**LISTING**
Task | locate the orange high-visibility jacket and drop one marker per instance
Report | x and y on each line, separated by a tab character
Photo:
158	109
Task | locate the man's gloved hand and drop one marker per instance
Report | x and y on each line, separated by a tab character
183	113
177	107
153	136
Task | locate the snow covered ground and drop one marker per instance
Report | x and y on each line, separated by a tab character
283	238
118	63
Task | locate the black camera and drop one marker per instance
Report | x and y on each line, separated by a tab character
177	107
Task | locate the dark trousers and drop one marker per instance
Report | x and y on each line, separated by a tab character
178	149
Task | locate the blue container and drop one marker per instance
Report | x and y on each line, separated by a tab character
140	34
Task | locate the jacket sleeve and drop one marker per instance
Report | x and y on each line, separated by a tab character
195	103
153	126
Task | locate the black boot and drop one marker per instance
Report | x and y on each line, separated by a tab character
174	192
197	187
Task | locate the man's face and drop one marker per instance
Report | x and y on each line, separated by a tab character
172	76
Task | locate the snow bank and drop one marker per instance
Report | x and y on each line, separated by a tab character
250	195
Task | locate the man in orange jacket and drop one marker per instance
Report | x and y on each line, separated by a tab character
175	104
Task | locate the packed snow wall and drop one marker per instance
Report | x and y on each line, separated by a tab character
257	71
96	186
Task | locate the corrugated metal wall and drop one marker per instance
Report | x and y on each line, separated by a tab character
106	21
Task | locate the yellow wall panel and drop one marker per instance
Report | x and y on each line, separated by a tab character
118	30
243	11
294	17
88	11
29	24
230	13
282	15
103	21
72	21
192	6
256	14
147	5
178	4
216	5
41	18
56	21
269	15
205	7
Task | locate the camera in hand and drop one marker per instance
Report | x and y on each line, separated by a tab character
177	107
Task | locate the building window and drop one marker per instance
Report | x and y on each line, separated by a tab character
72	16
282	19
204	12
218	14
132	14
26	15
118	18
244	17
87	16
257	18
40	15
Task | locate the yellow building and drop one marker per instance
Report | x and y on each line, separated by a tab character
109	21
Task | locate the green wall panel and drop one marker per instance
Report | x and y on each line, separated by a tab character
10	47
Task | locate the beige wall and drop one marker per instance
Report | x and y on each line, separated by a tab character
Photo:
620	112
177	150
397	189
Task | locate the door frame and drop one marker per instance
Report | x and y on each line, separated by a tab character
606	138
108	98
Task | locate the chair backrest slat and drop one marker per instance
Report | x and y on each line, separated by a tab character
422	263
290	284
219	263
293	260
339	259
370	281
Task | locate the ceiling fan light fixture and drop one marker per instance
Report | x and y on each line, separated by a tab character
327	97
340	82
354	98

**WRITTEN PROBLEM**
Reproduce every one of the lines above word for word, keeping their order and the tab characters between numbers.

**EXERCISE OUTPUT**
Task | locate the orange high-visibility jacket and drop one marker per instance
Report | x and y on each line, separated by a tab character
Photo:
158	109
Task | locate the man's gloved hand and drop one marker per instance
Report | x and y on each line, separated by a tab character
183	113
177	107
153	136
Task | locate the snow covered ground and drop one marker per instance
Report | x and y on each line, separated by a tab character
283	238
118	63
Task | locate the black camera and drop one marker per instance
Report | x and y on each line, separated by a tab character
177	107
Task | locate the dark trousers and drop one marker per instance
Report | x and y on each line, separated by a tab character
178	149
Task | locate the blue container and drop one marker per instance
Report | x and y on each line, separated by a tab character
140	34
Task | locate the jacket sleeve and drop one marker per instance
Report | x and y on each line, separated by a tab character
195	103
153	126
Task | locate the black boot and drop one marker per instance
Report | x and y on each line, separated by a tab character
174	192
197	187
Task | locate the man's face and drop one marker per instance
Report | x and y on each line, separated by a tab character
172	76
Task | locate the snow bank and drop one marker per instance
Report | x and y on each line, separated by a tab character
250	195
Task | locate the man in orange jacket and drop one marker per instance
Report | x and y on each line, separated by a tab character
175	104
Task | locate the packed snow wall and drop one marker per instance
Report | x and y on each line, separated by a tab character
257	71
96	186
Task | locate the corrugated metal wall and drop one marker per instance
Report | x and y on each line, separated by a tab character
106	21
Task | locate the yellow wall panel and drop one marker per instance
Report | x and y on each line, separated by a tab character
118	30
243	11
294	17
88	11
29	24
230	13
282	15
103	21
72	21
192	6
256	14
147	5
178	4
216	5
41	18
56	21
269	15
205	7
Task | locate the camera in hand and drop one marker per instance
Report | x and y on each line, separated by a tab character
177	107
Task | locate the building window and drop one marker per instance
Report | x and y on each line, separated by a tab character
72	16
282	19
204	12
218	14
132	14
26	15
118	18
244	17
87	16
257	18
40	15
Task | locate the yellow building and drop one marker per instance
Report | x and y on each line, separated by a tab character
109	21
Task | locate the green wall panel and drop one marker per instance
Report | x and y on each line, separated by a tab character
10	47
Task | locate the beige wall and drop one marker per instance
Report | x and y on each line, separated by a tab character
Photo:
620	112
177	150
397	189
Task | locate the door frame and drop one marker per instance
Report | x and y on each line, separated by a tab character
606	138
108	98
Task | locate the chair backrest slat and drop one marker per instance
Report | x and y on each line, separated by a tab character
422	263
290	284
219	263
293	260
339	259
370	281
Task | locate the ceiling fan light fixture and drop one marker per instance
Report | x and y on each line, separated by a tab character
327	97
340	82
354	98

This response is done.